==== Records provided ====

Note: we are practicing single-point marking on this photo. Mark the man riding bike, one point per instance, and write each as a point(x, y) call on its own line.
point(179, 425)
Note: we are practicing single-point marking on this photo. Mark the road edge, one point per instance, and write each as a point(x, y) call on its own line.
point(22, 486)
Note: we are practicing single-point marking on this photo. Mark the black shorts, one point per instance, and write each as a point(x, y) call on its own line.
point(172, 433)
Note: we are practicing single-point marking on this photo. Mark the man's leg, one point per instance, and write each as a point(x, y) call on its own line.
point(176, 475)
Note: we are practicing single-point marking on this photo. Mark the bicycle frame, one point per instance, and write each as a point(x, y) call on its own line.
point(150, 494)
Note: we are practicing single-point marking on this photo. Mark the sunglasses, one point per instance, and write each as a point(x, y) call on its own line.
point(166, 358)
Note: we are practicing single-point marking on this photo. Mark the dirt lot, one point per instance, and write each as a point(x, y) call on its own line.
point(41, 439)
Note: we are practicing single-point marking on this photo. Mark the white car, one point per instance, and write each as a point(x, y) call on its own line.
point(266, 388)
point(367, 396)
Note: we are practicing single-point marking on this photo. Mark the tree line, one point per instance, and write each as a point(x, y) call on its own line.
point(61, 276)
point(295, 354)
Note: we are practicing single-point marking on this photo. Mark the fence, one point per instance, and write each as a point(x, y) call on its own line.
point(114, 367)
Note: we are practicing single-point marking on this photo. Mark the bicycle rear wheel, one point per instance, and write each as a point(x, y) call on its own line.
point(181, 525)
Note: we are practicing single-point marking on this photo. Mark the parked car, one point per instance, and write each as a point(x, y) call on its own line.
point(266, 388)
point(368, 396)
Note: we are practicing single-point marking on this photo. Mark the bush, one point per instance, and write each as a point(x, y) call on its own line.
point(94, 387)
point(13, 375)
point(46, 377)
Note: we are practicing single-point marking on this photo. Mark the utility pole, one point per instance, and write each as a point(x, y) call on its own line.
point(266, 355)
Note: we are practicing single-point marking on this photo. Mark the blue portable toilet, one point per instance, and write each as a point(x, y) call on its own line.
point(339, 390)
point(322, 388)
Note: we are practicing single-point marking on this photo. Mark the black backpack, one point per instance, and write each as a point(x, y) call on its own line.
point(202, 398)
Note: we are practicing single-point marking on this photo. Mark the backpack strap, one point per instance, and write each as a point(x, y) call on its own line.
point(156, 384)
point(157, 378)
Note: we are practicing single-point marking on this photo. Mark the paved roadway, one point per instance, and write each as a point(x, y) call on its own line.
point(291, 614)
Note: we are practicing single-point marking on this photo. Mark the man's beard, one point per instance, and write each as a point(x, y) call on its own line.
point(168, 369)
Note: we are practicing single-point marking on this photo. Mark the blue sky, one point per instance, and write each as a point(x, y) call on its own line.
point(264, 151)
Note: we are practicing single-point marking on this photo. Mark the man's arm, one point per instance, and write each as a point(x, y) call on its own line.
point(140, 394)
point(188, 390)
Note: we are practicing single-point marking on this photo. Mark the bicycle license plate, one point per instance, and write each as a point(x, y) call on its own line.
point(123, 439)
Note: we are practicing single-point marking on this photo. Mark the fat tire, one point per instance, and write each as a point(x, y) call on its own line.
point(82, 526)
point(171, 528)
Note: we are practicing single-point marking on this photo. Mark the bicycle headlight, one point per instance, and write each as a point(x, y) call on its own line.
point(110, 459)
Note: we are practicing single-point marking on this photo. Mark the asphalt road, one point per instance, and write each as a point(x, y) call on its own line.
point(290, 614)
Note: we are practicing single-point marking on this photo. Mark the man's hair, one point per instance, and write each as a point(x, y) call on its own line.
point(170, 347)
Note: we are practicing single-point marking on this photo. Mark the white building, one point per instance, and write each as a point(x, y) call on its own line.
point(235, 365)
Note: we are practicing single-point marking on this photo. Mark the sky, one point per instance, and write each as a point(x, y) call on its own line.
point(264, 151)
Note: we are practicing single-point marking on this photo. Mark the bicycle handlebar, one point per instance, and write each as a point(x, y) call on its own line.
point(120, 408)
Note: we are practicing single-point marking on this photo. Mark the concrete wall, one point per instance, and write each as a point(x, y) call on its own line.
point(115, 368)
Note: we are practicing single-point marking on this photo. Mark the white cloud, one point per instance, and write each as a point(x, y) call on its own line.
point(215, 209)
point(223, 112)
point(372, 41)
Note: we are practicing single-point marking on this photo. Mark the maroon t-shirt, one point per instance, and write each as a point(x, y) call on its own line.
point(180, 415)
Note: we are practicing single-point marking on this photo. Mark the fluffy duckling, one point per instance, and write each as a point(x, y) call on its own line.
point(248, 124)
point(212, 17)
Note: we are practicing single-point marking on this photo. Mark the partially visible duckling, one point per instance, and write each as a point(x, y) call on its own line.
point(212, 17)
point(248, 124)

====

# Given instruction:
Would you give again, word for word, every line from the one with "Mark the maroon" through the final line of the listing above?

# Answer for this exercise:
Note: we are practicing single-point marking on this photo. Mark the maroon t-shirt, one point per instance, and write each as a point(x, y) call on its own line.
point(180, 415)
Note: we are practicing single-point marking on this photo. Mark the fluffy duckling, one point per instance, and write each as a point(x, y) call on its own line.
point(248, 124)
point(212, 17)
Note: we are practicing single-point marking on this photo. Mark the partially visible duckling, one point per instance, and write each as a point(x, y) call on its own line.
point(212, 17)
point(248, 124)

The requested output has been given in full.